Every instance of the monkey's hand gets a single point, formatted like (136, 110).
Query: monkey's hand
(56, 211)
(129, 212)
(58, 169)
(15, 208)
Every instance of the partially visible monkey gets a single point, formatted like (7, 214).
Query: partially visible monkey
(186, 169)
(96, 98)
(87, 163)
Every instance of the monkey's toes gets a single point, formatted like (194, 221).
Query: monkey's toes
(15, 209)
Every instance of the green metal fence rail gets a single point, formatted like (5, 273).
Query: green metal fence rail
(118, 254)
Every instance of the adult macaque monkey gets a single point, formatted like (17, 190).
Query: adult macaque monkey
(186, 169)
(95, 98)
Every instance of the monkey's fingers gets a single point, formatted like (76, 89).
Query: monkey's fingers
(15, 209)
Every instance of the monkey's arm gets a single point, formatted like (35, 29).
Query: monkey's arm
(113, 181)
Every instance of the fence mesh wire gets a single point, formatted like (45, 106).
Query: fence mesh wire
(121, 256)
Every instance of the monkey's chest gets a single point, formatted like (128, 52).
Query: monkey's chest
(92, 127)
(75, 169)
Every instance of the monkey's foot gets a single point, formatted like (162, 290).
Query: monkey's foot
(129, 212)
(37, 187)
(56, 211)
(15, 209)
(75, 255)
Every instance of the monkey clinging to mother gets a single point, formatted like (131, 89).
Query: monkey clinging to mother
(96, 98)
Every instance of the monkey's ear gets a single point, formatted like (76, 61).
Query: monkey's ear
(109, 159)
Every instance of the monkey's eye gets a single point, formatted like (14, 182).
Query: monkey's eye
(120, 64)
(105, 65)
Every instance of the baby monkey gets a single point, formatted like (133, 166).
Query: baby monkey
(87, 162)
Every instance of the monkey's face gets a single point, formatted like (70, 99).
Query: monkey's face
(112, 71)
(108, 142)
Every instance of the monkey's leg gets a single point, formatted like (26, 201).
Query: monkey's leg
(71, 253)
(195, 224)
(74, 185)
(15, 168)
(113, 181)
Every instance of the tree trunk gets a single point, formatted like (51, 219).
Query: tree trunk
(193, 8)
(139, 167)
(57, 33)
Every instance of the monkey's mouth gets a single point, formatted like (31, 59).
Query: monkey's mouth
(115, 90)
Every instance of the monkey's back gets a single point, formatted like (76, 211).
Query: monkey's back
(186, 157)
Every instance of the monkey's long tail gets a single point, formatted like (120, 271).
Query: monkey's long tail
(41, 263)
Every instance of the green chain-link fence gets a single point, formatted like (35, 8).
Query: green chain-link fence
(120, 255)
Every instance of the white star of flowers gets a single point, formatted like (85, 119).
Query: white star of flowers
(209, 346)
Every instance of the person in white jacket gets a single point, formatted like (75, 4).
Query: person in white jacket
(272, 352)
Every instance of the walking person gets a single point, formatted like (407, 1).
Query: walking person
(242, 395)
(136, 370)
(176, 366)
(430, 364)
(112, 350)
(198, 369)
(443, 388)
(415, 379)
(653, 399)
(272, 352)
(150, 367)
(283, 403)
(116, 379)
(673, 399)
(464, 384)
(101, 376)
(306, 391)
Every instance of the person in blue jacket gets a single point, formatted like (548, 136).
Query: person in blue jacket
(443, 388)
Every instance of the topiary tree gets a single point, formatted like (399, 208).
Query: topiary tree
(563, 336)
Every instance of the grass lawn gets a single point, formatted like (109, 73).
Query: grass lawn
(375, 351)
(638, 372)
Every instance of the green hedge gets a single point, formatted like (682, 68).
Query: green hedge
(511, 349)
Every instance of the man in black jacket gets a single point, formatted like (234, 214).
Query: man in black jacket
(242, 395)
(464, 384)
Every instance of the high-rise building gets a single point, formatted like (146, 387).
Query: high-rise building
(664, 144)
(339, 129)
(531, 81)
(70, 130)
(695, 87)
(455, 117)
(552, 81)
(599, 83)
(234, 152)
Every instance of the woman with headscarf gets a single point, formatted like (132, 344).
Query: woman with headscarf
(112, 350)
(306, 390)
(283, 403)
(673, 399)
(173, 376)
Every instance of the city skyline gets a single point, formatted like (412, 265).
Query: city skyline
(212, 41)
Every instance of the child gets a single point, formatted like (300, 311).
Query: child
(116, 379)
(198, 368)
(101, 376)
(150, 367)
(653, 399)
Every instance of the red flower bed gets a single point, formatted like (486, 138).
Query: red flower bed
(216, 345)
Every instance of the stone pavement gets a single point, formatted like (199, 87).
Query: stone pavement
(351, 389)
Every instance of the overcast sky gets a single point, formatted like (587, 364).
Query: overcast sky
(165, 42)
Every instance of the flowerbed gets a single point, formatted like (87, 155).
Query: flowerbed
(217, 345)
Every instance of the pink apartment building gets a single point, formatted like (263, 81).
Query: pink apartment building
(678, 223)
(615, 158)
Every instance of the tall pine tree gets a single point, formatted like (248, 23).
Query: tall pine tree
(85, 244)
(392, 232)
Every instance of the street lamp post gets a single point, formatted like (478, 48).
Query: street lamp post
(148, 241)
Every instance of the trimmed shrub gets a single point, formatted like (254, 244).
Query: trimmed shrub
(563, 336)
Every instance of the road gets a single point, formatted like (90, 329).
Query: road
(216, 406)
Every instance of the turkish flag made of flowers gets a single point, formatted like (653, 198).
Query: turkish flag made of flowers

· · · ·

**What you are asked to do:** Write down every line of the data above that includes the string "flag".

**Solved exercise:**
Every instance of the turkish flag made of flowers gets a single point, formatted like (653, 198).
Query: turkish flag made of flowers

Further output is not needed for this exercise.